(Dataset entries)
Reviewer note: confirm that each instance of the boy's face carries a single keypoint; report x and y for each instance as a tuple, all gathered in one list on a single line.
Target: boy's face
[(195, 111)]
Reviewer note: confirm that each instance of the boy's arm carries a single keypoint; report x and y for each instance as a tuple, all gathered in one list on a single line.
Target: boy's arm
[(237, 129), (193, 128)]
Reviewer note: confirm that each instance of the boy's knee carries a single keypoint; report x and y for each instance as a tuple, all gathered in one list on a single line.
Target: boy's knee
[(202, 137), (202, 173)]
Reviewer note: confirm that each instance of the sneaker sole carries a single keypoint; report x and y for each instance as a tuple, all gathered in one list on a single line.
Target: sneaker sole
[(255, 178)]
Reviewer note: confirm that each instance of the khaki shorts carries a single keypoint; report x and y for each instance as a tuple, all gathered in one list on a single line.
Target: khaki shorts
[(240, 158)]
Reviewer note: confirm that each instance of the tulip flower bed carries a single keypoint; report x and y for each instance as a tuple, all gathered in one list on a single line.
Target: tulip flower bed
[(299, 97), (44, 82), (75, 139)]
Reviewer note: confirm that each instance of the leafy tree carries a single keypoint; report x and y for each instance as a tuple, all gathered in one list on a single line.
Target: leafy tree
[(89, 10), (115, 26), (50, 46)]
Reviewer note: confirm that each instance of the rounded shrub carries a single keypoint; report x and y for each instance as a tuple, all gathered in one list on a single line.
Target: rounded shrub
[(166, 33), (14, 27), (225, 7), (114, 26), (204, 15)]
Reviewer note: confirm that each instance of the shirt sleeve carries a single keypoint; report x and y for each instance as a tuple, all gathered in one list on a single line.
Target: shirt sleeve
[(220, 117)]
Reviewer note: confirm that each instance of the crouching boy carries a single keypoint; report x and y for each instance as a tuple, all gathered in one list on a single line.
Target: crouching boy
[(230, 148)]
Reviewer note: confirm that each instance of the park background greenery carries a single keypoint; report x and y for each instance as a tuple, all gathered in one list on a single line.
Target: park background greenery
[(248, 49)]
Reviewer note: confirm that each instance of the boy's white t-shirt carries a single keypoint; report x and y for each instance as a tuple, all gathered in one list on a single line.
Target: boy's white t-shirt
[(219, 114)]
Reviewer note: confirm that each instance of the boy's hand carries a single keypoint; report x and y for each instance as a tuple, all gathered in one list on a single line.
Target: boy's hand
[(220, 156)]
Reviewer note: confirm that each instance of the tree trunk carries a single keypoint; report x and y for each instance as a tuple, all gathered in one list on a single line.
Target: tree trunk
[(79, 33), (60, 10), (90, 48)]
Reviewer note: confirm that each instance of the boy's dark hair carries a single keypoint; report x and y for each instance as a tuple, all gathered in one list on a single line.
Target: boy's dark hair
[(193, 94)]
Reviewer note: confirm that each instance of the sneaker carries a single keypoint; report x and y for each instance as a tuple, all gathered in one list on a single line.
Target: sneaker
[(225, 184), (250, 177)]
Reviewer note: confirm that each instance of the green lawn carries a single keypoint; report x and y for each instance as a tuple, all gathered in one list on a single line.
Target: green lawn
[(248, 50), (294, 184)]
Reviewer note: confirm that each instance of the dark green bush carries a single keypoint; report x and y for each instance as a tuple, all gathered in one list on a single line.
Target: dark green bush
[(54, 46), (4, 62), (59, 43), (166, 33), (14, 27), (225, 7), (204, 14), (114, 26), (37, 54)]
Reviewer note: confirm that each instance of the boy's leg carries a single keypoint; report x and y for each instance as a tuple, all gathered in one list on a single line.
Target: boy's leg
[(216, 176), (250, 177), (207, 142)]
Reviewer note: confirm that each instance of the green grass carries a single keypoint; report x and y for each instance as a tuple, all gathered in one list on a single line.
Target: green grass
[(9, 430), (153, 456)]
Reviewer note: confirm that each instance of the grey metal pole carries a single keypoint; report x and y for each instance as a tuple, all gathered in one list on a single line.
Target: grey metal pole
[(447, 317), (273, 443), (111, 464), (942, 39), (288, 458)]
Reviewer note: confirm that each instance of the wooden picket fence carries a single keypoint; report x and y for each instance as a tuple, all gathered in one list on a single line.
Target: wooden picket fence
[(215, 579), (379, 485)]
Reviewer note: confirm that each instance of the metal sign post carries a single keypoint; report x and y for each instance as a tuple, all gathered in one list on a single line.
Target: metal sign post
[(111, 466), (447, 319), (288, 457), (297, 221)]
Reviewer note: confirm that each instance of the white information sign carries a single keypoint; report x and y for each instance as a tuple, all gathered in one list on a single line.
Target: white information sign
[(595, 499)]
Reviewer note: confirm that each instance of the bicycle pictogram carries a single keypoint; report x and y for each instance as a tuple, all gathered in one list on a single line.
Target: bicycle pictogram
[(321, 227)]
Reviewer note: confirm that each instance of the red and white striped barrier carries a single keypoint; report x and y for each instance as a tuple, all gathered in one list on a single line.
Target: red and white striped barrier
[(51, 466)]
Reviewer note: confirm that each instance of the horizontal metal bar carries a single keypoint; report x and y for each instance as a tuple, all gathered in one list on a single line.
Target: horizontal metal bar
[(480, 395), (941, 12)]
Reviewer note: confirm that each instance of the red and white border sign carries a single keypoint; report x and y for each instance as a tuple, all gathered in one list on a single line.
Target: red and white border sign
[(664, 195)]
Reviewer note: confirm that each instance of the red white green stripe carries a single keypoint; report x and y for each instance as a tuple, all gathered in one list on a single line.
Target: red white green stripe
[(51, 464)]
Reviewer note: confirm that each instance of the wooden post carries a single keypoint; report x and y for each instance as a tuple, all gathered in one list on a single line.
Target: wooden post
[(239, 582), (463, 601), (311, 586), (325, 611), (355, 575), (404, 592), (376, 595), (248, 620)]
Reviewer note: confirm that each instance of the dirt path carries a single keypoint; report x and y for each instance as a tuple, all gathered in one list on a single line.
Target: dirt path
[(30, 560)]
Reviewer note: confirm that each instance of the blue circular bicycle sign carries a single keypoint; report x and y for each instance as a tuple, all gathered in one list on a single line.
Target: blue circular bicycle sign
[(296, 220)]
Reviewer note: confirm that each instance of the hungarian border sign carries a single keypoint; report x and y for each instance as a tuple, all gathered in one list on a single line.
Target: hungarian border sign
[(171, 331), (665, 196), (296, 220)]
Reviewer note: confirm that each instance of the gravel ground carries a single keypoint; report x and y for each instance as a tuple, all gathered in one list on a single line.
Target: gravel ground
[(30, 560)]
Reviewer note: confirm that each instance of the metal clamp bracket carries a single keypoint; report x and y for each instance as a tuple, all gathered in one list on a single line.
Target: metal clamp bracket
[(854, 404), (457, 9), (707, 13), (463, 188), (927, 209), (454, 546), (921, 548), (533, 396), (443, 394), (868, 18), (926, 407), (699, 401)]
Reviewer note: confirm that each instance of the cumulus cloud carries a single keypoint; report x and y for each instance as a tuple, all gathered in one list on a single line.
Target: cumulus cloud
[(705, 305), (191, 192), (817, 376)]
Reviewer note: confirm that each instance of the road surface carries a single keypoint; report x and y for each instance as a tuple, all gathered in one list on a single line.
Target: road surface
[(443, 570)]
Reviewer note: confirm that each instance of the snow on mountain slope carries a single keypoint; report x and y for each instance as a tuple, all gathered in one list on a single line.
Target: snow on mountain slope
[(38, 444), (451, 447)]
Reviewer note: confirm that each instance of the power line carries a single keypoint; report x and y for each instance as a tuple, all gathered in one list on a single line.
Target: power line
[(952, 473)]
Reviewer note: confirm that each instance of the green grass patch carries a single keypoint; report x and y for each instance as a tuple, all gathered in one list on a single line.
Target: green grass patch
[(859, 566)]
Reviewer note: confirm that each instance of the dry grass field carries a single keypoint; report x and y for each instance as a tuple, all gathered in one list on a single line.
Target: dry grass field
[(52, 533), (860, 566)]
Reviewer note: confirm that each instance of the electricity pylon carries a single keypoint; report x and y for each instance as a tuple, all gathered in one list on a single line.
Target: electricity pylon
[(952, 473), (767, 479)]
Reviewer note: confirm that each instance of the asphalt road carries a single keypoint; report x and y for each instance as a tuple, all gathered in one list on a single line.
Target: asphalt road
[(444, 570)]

**AIM OF THE EXERCISE:** Starting from the line that contains "Reviewer note: confirm that each instance of the power", reproduce each line of the data exactly through the last one.

**RESPONSE BELOW:**
Reviewer note: confirm that each instance of the power line carries a single keypoint; report x and y for each instance as a tuple, all gathered in one list on a single line.
Target: power line
[(952, 473)]
Reviewer note: confirm that each instance of the green grass patch carries a single keypoint; report x and y for each instance as a tuple, all gathered in one list on a single line.
Target: green grass patch
[(859, 566)]
Reviewer note: confirm that each instance of the dry grass field carries a single keypoint; report x and y for each instance as a tuple, all gathered in one list on a single line.
Target: dry grass field
[(52, 533), (860, 566)]
Reviewer note: confirm that each instance of the electricity pylon carries a single keypoint; report x and y for each instance as a tuple, all gathered in one list on a single line.
Target: electricity pylon
[(952, 473), (767, 479)]
Reviewer note: confirm that each instance of the asphalt road carries a single keypoint; report x and y for each instance as a tuple, all gathered in one list on a single line.
Target: asphalt road
[(444, 570)]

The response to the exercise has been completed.